TASK DESCRIPTION - In the entries below, find each line bearing the string "vane" and copy it.

DATA PROVIDED -
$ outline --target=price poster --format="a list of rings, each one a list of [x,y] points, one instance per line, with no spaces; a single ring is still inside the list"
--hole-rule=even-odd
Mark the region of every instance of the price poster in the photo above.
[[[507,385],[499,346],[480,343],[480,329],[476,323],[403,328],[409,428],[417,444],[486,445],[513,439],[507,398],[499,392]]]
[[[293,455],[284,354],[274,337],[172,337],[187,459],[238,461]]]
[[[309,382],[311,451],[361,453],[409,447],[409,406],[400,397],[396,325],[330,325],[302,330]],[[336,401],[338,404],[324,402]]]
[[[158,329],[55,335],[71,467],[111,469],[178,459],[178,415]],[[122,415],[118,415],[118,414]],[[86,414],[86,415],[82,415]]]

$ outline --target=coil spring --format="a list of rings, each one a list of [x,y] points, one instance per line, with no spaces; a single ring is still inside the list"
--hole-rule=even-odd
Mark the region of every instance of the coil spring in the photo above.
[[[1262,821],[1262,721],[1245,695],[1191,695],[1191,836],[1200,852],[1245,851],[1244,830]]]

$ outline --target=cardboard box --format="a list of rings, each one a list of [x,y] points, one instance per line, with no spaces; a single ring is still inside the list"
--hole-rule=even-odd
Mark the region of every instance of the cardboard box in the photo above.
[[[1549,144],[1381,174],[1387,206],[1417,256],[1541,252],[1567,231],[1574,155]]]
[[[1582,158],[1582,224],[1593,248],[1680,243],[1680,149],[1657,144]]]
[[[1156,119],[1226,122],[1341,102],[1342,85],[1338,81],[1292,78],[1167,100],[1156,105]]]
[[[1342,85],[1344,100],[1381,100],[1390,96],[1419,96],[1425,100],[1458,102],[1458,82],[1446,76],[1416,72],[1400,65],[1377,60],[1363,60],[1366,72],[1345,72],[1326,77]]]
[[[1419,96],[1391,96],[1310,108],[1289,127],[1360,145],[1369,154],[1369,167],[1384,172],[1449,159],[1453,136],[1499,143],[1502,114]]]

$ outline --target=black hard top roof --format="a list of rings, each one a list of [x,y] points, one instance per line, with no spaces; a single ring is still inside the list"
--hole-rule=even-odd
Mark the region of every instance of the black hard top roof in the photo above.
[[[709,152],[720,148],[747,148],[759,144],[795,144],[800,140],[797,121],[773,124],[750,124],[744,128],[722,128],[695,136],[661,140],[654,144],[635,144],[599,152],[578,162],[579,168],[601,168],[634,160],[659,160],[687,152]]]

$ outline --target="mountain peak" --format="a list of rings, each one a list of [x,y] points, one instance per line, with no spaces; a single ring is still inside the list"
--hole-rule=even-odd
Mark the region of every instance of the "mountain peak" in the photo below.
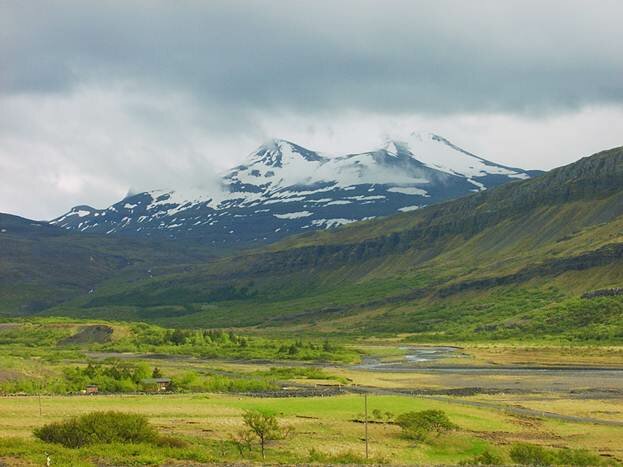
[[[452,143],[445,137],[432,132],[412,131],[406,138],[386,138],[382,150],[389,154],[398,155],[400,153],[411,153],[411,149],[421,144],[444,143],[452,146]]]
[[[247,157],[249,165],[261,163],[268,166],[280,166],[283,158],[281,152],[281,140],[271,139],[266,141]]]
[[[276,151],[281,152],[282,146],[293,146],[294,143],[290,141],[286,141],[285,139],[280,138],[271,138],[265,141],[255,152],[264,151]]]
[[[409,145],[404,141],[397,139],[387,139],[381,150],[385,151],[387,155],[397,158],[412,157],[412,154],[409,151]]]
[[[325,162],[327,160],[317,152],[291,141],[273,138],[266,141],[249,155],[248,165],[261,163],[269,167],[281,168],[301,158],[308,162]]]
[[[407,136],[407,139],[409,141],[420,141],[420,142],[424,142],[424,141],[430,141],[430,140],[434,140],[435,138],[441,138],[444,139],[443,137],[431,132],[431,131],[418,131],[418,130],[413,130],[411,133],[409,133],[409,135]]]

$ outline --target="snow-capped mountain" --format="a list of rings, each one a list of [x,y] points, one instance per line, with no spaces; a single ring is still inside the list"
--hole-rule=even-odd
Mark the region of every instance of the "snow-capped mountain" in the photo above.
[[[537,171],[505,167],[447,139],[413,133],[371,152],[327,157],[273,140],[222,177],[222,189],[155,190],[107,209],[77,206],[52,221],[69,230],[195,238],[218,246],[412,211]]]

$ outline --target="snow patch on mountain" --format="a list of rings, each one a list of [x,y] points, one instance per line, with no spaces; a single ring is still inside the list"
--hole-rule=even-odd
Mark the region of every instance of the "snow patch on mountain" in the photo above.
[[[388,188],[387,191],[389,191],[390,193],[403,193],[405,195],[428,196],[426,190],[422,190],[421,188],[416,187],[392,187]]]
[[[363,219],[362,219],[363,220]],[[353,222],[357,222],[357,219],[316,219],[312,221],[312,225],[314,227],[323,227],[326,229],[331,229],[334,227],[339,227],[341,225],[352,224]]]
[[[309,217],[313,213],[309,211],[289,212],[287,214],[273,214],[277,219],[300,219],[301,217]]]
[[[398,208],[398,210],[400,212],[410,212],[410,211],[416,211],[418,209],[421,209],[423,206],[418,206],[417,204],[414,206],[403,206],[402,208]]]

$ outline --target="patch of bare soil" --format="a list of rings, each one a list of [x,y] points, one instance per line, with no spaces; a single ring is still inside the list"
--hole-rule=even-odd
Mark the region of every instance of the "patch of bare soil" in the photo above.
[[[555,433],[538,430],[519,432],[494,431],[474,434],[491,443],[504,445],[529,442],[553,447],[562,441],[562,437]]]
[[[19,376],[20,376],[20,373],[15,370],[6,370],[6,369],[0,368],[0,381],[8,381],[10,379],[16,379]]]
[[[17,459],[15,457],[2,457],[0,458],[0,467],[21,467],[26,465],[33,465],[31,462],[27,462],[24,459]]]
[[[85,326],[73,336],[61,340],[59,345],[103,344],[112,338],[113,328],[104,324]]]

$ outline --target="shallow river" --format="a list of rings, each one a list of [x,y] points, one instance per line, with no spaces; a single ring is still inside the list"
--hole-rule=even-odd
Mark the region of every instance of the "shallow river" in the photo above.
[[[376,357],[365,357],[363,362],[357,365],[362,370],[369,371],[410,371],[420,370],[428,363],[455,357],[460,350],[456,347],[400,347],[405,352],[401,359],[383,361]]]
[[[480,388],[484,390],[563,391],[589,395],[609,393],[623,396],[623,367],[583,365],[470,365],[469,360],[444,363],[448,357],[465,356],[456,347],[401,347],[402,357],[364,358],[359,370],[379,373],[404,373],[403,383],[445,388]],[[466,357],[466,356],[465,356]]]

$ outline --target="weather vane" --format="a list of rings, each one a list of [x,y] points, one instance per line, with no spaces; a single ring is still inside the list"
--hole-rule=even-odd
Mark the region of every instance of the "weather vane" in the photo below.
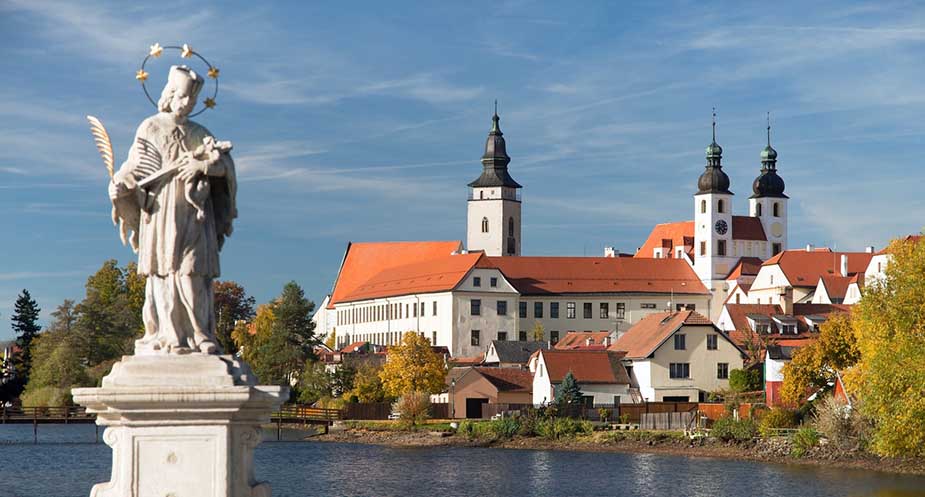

SOLUTION TO THE EXERCISE -
$ outline --target="weather vane" --format="a list of rings, each one a list of [x,y] points, one instance per line, with no spaces; a single ring is still inside the list"
Mark the region of every instance of the "weather vane" in the photo below.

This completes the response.